=== Teks Sumber ===

════

2. Nathan Ellington, Pesepakbola Asal Inggris yang Masuk Islam
Sobat
blogger, selama ini para pesepakbola muslim yang kita ketahui hanya
sebatas Eric Abidal, Zidane dan Kanoute saja. ditambah dengan yang
terbaru dan sedang naik daun adalah Nasri, Benzema juga Ozil. namun, ada
satu lagi yang saya yakin sobat semua tidak tahu dari sekian banyak
pesepakbola muslim yang masih belum diketahui.
“I’m
Moslem. Don’t Panic” kata-kata itu tertulis di kaos yang dikenakan
Nathan Ellington, saat ia diwawancari wartawan pada tahun 2007 lalu.
Tapi ia menolak difoto atau tampil di depan kamera televisi saat
mengenakan kaos itu, karena khawatir ada orang yang merasa tersinggung
dengan tulisan tersebut.
Nathan Levi Fontaine Ellington memang
harus pandai menjaga sikap, karena ia termasuk figur masyarakat di
Inggris. Lelaki kelahiran Bradford, West Yorkshire pada 2 Juli 1981,
adalah pesepakbola yang namanya cukup terkenal di negeri itu.

════

Data penunjukan ungkapan rujukan:
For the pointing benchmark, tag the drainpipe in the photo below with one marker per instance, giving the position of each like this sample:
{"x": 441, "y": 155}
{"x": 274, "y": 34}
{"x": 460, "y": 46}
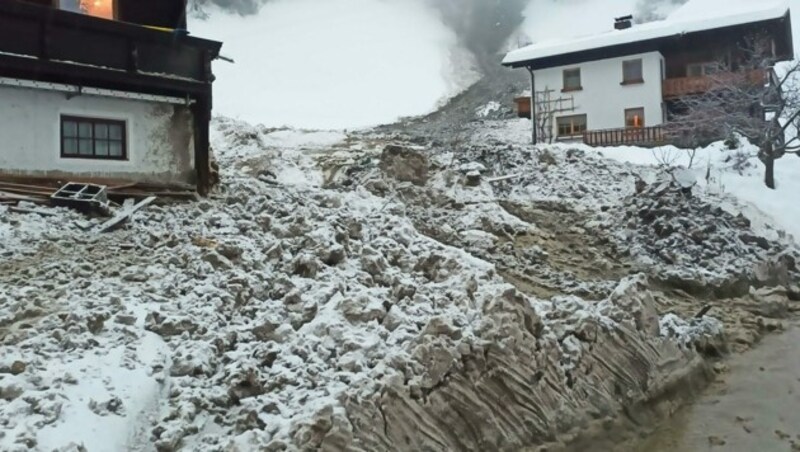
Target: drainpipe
{"x": 533, "y": 105}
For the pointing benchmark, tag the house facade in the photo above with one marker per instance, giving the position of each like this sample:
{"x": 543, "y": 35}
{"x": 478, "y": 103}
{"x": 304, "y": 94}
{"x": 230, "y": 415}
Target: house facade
{"x": 622, "y": 87}
{"x": 104, "y": 90}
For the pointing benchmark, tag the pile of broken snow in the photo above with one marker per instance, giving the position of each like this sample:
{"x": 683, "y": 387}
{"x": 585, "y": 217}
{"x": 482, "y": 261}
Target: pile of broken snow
{"x": 289, "y": 316}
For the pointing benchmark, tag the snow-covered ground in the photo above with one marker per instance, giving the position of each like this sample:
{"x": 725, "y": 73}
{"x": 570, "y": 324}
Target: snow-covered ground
{"x": 308, "y": 304}
{"x": 737, "y": 173}
{"x": 335, "y": 63}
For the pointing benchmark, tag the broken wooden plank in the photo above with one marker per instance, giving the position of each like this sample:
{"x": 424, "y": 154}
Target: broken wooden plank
{"x": 123, "y": 216}
{"x": 43, "y": 213}
{"x": 18, "y": 197}
{"x": 502, "y": 178}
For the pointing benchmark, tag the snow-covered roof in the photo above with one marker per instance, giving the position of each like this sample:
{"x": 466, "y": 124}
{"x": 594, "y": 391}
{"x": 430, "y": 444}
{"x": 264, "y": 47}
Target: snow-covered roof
{"x": 695, "y": 16}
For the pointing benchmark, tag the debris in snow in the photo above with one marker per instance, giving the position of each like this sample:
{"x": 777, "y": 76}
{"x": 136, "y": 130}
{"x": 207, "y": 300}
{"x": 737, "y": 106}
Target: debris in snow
{"x": 126, "y": 213}
{"x": 343, "y": 309}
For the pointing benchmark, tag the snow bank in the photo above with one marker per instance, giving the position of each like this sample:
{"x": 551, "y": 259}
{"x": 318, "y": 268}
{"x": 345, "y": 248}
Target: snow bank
{"x": 335, "y": 63}
{"x": 737, "y": 173}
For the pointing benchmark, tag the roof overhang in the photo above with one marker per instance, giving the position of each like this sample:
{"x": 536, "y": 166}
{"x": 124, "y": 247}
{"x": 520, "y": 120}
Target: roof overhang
{"x": 642, "y": 39}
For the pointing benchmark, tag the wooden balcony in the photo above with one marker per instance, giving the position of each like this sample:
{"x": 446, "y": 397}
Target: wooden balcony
{"x": 640, "y": 136}
{"x": 674, "y": 88}
{"x": 46, "y": 44}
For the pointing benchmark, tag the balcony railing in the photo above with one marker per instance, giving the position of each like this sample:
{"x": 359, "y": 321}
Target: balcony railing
{"x": 639, "y": 136}
{"x": 684, "y": 86}
{"x": 59, "y": 46}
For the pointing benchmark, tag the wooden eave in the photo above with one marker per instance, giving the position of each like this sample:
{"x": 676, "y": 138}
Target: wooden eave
{"x": 780, "y": 28}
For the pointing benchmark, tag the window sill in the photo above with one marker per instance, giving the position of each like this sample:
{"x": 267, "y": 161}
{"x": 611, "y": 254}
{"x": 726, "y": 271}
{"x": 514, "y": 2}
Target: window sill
{"x": 94, "y": 158}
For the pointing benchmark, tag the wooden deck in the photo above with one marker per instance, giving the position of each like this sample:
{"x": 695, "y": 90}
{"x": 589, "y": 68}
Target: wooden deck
{"x": 641, "y": 136}
{"x": 674, "y": 88}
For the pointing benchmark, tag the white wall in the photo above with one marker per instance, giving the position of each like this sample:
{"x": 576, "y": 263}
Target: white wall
{"x": 160, "y": 137}
{"x": 603, "y": 98}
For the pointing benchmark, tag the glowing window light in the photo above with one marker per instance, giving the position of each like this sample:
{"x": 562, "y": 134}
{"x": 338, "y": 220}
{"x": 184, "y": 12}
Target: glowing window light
{"x": 97, "y": 8}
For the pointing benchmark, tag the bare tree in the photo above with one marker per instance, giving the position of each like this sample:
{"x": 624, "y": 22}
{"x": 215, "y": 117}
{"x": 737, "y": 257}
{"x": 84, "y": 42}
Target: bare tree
{"x": 745, "y": 96}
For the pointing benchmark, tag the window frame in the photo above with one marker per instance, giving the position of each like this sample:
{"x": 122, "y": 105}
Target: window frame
{"x": 707, "y": 69}
{"x": 567, "y": 89}
{"x": 635, "y": 109}
{"x": 94, "y": 122}
{"x": 633, "y": 81}
{"x": 114, "y": 9}
{"x": 572, "y": 133}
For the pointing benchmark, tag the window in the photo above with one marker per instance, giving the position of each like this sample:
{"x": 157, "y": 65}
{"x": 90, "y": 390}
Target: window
{"x": 572, "y": 80}
{"x": 89, "y": 138}
{"x": 632, "y": 72}
{"x": 701, "y": 69}
{"x": 570, "y": 126}
{"x": 98, "y": 8}
{"x": 634, "y": 118}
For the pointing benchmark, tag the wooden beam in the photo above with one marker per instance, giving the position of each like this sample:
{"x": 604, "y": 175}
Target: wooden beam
{"x": 123, "y": 216}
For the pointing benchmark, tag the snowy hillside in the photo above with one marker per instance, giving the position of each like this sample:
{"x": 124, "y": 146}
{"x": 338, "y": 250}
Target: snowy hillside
{"x": 335, "y": 63}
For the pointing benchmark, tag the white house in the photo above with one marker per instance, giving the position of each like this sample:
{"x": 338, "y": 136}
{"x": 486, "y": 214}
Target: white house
{"x": 621, "y": 86}
{"x": 104, "y": 90}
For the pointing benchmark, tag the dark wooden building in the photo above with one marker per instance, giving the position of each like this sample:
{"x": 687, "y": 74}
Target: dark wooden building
{"x": 104, "y": 89}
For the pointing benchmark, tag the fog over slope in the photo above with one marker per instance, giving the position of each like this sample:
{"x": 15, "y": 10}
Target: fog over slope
{"x": 357, "y": 63}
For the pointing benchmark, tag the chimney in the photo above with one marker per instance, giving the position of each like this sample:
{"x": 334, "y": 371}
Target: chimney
{"x": 623, "y": 23}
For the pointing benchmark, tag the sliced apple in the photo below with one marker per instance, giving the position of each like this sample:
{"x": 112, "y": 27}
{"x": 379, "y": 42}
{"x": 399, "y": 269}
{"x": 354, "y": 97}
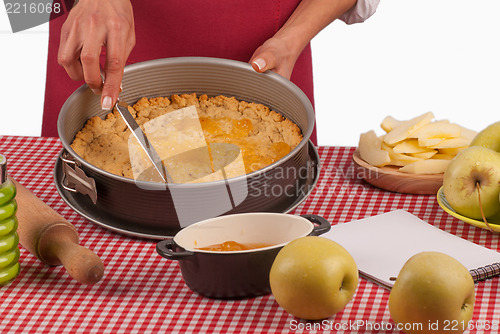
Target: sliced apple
{"x": 430, "y": 166}
{"x": 451, "y": 150}
{"x": 424, "y": 155}
{"x": 452, "y": 143}
{"x": 410, "y": 146}
{"x": 429, "y": 142}
{"x": 443, "y": 156}
{"x": 407, "y": 128}
{"x": 389, "y": 123}
{"x": 467, "y": 133}
{"x": 398, "y": 159}
{"x": 439, "y": 129}
{"x": 370, "y": 149}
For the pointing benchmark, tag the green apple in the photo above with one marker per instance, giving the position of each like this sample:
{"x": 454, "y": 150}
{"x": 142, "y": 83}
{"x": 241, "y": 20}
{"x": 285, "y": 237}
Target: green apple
{"x": 433, "y": 293}
{"x": 472, "y": 182}
{"x": 313, "y": 278}
{"x": 489, "y": 137}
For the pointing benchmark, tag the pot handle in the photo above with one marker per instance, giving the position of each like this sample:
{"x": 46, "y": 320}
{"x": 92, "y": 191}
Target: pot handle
{"x": 165, "y": 248}
{"x": 321, "y": 225}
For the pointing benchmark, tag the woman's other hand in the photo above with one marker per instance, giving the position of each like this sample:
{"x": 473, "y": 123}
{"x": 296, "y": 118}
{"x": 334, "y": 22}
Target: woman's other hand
{"x": 90, "y": 26}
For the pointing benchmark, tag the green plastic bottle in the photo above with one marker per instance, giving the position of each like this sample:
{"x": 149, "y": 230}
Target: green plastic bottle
{"x": 9, "y": 240}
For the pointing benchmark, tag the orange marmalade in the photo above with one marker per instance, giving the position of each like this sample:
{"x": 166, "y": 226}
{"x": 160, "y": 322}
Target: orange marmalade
{"x": 227, "y": 130}
{"x": 232, "y": 246}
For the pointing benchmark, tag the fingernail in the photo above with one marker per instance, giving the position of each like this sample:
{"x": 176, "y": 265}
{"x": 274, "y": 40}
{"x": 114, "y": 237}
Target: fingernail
{"x": 106, "y": 103}
{"x": 260, "y": 63}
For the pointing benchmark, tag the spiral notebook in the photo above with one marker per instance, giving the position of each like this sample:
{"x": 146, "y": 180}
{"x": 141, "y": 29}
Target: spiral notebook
{"x": 382, "y": 244}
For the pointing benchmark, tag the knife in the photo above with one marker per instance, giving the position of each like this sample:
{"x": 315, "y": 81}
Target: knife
{"x": 146, "y": 145}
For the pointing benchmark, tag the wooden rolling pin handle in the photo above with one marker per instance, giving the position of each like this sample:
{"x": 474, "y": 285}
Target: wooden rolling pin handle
{"x": 53, "y": 240}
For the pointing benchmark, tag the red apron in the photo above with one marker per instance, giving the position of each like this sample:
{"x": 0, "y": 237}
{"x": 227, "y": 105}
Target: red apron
{"x": 175, "y": 28}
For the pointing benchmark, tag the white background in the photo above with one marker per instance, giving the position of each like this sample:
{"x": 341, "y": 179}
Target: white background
{"x": 409, "y": 58}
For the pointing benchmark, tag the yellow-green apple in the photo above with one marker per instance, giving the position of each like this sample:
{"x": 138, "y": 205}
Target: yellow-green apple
{"x": 433, "y": 293}
{"x": 313, "y": 278}
{"x": 471, "y": 182}
{"x": 489, "y": 137}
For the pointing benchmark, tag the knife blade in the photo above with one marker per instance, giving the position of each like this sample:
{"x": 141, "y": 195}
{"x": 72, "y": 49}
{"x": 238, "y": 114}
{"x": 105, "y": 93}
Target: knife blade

════

=== Soal Latihan ===
1. Sebutkan semua pesepakbola muslim yang menurut teks tentang Nathan Ellington sudah kita ketahui selama ini, termasuk yang terbaru dan sedang naik daun.
2. Menurut teks tentang Nathan Ellington, di mana ia dilahirkan?
3. Salin bagian teks tentang Nathan Ellington dari "2. Nathan Ellington, Pesepakbola" sampai dengan "masih belum diketahui.".

=== Jawaban Soal ===
1. Eric Abidal, Zidane, Kanoute, Nasri, Benzema, Ozil

2. Di Bradford, West Yorkshire.

3.
2. Nathan Ellington, Pesepakbola Asal Inggris yang Masuk Islam
Sobat
blogger, selama ini para pesepakbola muslim yang kita ketahui hanya
sebatas Eric Abidal, Zidane dan Kanoute saja. ditambah dengan yang
terbaru dan sedang naik daun adalah Nasri, Benzema juga Ozil. namun, ada
satu lagi yang saya yakin sobat semua tidak tahu dari sekian banyak
pesepakbola muslim yang masih belum diketahui.